### Instructions to follow
Render every line of the entries below as a JSON list of strings, one string per line, omitting any blank lines.

### Stored rows
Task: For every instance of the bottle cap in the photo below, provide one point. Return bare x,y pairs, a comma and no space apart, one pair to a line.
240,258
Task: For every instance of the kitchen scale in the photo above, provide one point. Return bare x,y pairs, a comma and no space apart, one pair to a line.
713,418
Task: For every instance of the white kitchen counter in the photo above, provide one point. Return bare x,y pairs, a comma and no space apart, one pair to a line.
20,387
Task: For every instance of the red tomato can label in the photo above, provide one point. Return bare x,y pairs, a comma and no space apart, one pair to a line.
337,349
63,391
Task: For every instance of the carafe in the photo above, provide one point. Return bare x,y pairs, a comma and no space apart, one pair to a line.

### Exercise answer
[
  "Task: For every instance of the bottle cap in the photo below, provide one point. Return bare x,y pairs, a comma and no space apart, one pair to a line.",
  "240,258",
  "Task: For every instance of the kitchen scale in the photo above, provide one point. Return bare x,y pairs, a comma and no space apart, one pair to a line.",
  "713,418",
  "Task: For every instance of the white kitchen counter in the photo above, provide one point. Return bare x,y pairs, a comma and no space apart, one pair to a line.",
  "20,387",
  "Task: For every instance of the red tomato can label in the photo above, provide one point. Return bare x,y pairs, a comma and no space apart, one pair to a line.",
  "337,349",
  "63,391",
  "Task: For every instance of the carafe in the photo above, provide one point. Return bare x,y pairs, a comma and no space apart, one pair to a line."
]